TÂCHE DEMANDÉE:
D'après le texte sur le sexisme des jeux vidéo, quel pourcentage des personnes qui jouent aux jeux vidéo sont des femmes ?

TEXTE PRÉSENTÉ:
★ ★ ★
Le sexisme des jeux vidéo

La chronique féministe • Le journal solidaritéS du 16 mai nous apprend de drôles de choses sur les jeux vidéo, qui constituent les biens culturels les plus vendus en France. D’abord que 47% des personnes qui en jouent sont des femmes, ce que j’ignorais, persuadée qu’ils étaient surtout destinés aux garçons et aux hommes. Ensuite, que les personnages féminins...

Le journal solidaritéS du 16 mai nous apprend de drôles de choses sur les jeux vidéo, qui constituent
les biens culturels les plus vendus en France. D’abord que 47% des personnes qui en jouent
sont des femmes, ce que j’ignorais, persuadée qu’ils étaient surtout destinés aux garçons et aux
hommes. Ensuite, que les personnages féminins sont passifs, genre jeune-fille-en-détresse-attendant-le héros-qui-la-délivrera. Cela me rappelle les contes de fées (Cendrillon, Blanche-
Neige
, La Belle au Bois dormant, etc.), les histoires de mon enfance comme les romans de Jules
Verne, Robin des bois, Les trois mousquetaires, où les aventures sont vécues par des hommes, tandis
que les femmes attendent que ça se passe, quand elles ne sont pas simplement absentes. Je
ne m’identifiais pas à ces femmes inactives, mais à Robin ou à d’Artagnan. Dans les Tintin, dont
j’ai lu toutes les aventures au fur et à mesure, il n’y a pas de femme, si ce n’est la Castafiore, que
Hergé rend systématiquement ridicule. Les BD en général, à l’exception des Yoko Tsuno de Roger
Leloup, n’accordent guère de place aux femmes.
★ ★ ★
DONNÉES PRÉSENTÉES:
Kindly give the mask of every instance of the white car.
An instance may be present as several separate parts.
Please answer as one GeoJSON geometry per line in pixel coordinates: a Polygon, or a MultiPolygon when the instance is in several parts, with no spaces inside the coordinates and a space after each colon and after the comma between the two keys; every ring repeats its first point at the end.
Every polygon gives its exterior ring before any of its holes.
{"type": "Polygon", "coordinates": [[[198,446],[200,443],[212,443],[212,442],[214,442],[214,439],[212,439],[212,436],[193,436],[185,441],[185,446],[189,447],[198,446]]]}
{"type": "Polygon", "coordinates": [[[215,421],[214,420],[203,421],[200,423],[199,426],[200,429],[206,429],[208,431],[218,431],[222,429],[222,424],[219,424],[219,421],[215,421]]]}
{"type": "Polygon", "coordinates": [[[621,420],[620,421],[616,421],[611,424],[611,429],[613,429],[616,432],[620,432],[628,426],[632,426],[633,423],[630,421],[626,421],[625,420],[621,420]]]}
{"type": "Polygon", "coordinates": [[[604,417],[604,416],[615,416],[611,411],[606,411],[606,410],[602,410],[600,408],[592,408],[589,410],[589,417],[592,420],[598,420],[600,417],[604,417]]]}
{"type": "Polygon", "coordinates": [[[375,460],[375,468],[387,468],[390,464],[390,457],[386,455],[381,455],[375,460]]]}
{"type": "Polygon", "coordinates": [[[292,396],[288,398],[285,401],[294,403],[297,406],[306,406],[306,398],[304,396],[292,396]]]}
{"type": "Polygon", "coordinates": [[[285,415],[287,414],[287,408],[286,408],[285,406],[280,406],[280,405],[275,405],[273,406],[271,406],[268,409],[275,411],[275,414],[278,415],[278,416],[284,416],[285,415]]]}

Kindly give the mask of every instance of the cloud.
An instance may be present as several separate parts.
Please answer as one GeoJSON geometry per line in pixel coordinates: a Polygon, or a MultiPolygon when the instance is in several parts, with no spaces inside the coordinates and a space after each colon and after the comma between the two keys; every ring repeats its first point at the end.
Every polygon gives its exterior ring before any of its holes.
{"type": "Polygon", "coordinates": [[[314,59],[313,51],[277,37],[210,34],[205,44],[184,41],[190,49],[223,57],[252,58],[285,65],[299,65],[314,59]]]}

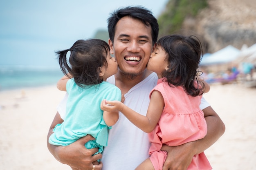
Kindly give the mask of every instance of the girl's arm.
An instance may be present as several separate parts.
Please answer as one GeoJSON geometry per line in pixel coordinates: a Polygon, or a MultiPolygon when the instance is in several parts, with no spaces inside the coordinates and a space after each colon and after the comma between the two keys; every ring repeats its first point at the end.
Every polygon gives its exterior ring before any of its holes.
{"type": "Polygon", "coordinates": [[[157,91],[152,92],[149,106],[146,116],[137,113],[119,101],[101,102],[101,108],[103,110],[120,111],[135,126],[146,133],[151,132],[157,125],[164,106],[164,98],[157,91]]]}
{"type": "Polygon", "coordinates": [[[57,88],[59,90],[67,91],[67,89],[66,89],[67,82],[68,80],[72,78],[72,76],[69,73],[68,73],[68,77],[64,75],[57,83],[57,88]]]}
{"type": "Polygon", "coordinates": [[[119,119],[119,112],[112,111],[112,112],[103,112],[103,119],[108,126],[112,126],[117,123],[119,119]]]}

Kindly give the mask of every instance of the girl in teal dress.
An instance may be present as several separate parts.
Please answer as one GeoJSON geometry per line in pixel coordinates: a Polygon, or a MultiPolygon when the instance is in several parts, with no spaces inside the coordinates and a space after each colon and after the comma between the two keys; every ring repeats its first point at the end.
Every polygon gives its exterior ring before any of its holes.
{"type": "Polygon", "coordinates": [[[57,87],[66,91],[68,96],[66,116],[54,128],[49,143],[65,146],[90,135],[95,139],[85,144],[85,147],[98,148],[96,154],[101,153],[107,145],[108,129],[119,118],[118,111],[103,111],[100,108],[104,99],[121,100],[120,90],[106,81],[117,72],[117,63],[110,55],[108,44],[99,39],[79,40],[70,49],[56,53],[65,75],[57,87]]]}

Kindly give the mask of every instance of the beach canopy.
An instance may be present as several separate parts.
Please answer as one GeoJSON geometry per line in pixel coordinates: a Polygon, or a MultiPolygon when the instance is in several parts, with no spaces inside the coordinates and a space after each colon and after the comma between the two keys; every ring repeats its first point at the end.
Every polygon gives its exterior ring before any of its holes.
{"type": "Polygon", "coordinates": [[[227,63],[236,59],[240,50],[230,45],[212,54],[204,55],[200,65],[209,65],[227,63]]]}
{"type": "Polygon", "coordinates": [[[256,63],[256,44],[249,47],[245,44],[241,49],[241,52],[235,62],[237,63],[240,62],[250,62],[256,63]]]}

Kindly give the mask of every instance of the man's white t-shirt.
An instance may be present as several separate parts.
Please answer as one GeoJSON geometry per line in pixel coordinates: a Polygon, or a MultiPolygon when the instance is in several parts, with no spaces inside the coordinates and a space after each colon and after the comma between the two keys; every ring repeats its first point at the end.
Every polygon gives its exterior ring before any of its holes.
{"type": "MultiPolygon", "coordinates": [[[[124,95],[124,104],[146,115],[149,104],[149,93],[156,85],[157,80],[156,74],[151,73],[124,95]]],[[[115,84],[115,76],[110,77],[108,82],[115,84]]],[[[66,95],[58,107],[63,120],[65,98],[67,97],[66,95]]],[[[202,97],[200,108],[203,109],[209,106],[202,97]]],[[[119,116],[117,122],[109,130],[108,146],[104,149],[101,159],[103,170],[133,170],[149,156],[150,143],[148,134],[135,126],[121,113],[119,113],[119,116]]]]}

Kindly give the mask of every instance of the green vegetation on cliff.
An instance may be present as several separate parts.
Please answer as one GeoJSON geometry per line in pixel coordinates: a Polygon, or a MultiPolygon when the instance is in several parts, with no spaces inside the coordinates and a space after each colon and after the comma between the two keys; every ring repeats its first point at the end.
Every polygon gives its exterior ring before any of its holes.
{"type": "Polygon", "coordinates": [[[158,18],[159,37],[179,32],[186,17],[195,17],[206,7],[207,0],[169,0],[158,18]]]}

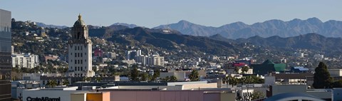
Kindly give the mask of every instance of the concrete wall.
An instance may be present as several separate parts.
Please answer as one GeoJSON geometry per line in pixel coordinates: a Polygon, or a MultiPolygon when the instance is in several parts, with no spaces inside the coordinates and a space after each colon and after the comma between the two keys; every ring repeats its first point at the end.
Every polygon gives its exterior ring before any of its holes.
{"type": "Polygon", "coordinates": [[[207,93],[202,90],[103,90],[110,92],[110,101],[223,101],[234,100],[233,93],[207,93]]]}
{"type": "Polygon", "coordinates": [[[160,89],[167,89],[167,90],[182,90],[182,85],[177,85],[177,86],[115,86],[115,87],[112,87],[108,89],[117,89],[117,90],[136,90],[136,89],[140,89],[140,90],[152,90],[152,88],[157,88],[158,87],[160,89]]]}
{"type": "Polygon", "coordinates": [[[328,69],[331,76],[342,76],[342,69],[328,69]]]}
{"type": "Polygon", "coordinates": [[[86,93],[73,93],[71,95],[71,101],[86,101],[86,93]]]}
{"type": "Polygon", "coordinates": [[[191,90],[198,88],[217,88],[217,83],[200,83],[200,84],[186,84],[183,85],[182,90],[191,90]]]}
{"type": "MultiPolygon", "coordinates": [[[[113,90],[110,101],[204,101],[203,91],[113,90]]],[[[211,101],[214,101],[211,100],[211,101]]]]}
{"type": "Polygon", "coordinates": [[[305,85],[272,85],[272,95],[286,92],[301,92],[327,99],[331,98],[331,92],[328,89],[306,89],[305,85]]]}

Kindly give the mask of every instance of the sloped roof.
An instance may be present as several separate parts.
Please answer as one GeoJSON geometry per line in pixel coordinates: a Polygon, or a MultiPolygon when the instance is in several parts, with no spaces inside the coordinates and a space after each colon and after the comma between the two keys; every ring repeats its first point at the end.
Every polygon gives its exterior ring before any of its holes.
{"type": "Polygon", "coordinates": [[[269,59],[266,60],[262,63],[262,64],[275,64],[274,63],[272,62],[272,60],[270,60],[269,59]]]}

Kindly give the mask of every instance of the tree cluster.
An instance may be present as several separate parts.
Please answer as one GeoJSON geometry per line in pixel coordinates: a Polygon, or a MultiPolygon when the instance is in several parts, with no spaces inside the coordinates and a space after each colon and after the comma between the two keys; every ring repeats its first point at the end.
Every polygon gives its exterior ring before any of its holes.
{"type": "Polygon", "coordinates": [[[342,80],[333,81],[330,76],[326,65],[320,62],[318,66],[315,68],[312,85],[316,89],[342,87],[342,80]]]}

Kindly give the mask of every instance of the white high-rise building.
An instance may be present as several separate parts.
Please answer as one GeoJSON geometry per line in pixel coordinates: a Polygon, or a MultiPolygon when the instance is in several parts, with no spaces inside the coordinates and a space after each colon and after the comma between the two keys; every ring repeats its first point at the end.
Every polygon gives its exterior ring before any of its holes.
{"type": "Polygon", "coordinates": [[[92,42],[88,36],[88,27],[81,14],[71,29],[72,38],[68,41],[68,70],[67,76],[93,77],[92,42]]]}
{"type": "Polygon", "coordinates": [[[31,53],[12,54],[12,67],[33,68],[39,65],[38,55],[31,53]]]}

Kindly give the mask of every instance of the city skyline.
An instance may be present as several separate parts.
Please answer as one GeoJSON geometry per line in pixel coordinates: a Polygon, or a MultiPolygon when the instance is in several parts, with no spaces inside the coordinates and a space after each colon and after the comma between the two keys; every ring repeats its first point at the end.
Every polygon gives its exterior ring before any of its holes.
{"type": "Polygon", "coordinates": [[[0,6],[12,11],[12,17],[19,21],[71,26],[73,23],[70,22],[75,18],[71,18],[81,14],[88,21],[88,25],[108,26],[120,22],[152,28],[180,20],[215,27],[237,21],[252,24],[271,19],[287,21],[312,17],[322,21],[341,21],[342,14],[336,13],[341,9],[338,6],[341,3],[335,0],[215,2],[35,0],[4,1],[0,6]]]}

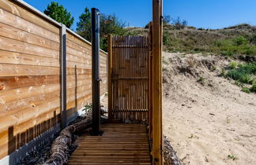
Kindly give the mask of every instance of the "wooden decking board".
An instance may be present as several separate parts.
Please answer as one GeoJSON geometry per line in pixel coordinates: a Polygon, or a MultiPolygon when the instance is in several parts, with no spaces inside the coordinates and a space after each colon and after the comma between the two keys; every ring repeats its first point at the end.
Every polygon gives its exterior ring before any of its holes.
{"type": "Polygon", "coordinates": [[[146,126],[139,123],[102,125],[102,136],[82,136],[68,164],[151,164],[146,126]]]}

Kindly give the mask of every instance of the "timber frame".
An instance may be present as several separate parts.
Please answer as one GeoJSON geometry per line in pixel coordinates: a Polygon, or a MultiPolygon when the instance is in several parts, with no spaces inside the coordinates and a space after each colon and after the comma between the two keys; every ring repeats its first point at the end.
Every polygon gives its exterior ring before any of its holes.
{"type": "Polygon", "coordinates": [[[152,0],[152,164],[163,164],[162,128],[163,0],[152,0]]]}

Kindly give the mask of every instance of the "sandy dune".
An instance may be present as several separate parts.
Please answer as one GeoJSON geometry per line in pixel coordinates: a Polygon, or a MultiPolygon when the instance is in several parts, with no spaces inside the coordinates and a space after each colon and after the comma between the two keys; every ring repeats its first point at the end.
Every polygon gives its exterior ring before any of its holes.
{"type": "Polygon", "coordinates": [[[164,56],[164,134],[182,163],[256,164],[256,94],[218,76],[228,60],[164,56]]]}

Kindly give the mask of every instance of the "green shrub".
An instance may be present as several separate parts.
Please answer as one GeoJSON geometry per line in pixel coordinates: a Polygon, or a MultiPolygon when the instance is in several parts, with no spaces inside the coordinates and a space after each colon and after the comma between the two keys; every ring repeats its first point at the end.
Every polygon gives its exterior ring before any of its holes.
{"type": "Polygon", "coordinates": [[[250,90],[249,90],[249,88],[247,88],[247,87],[242,88],[242,91],[245,92],[245,93],[247,93],[247,94],[250,94],[250,90]]]}
{"type": "Polygon", "coordinates": [[[220,76],[223,76],[223,77],[226,77],[227,76],[227,72],[226,72],[225,68],[222,68],[221,69],[220,76]]]}
{"type": "Polygon", "coordinates": [[[237,68],[238,64],[235,61],[232,61],[232,62],[229,63],[228,66],[229,66],[230,68],[234,69],[234,68],[237,68]]]}
{"type": "Polygon", "coordinates": [[[248,39],[243,36],[236,37],[233,41],[236,46],[247,45],[249,43],[248,39]]]}
{"type": "Polygon", "coordinates": [[[251,92],[256,92],[256,82],[253,84],[253,86],[250,88],[251,92]]]}
{"type": "MultiPolygon", "coordinates": [[[[232,67],[234,67],[234,65],[232,64],[232,67]]],[[[254,81],[254,75],[256,74],[256,62],[238,64],[237,67],[237,68],[233,68],[228,71],[227,76],[241,82],[252,84],[254,81]]]]}

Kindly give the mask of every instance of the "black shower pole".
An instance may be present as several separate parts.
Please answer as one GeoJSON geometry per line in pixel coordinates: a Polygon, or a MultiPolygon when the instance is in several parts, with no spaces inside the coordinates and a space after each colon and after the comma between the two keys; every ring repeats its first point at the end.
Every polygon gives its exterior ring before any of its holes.
{"type": "Polygon", "coordinates": [[[92,134],[100,132],[100,11],[92,9],[92,134]]]}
★ ★ ★
RÉPONSE ATTENDUE:
47 % des personnes qui jouent aux jeux vidéo sont des femmes.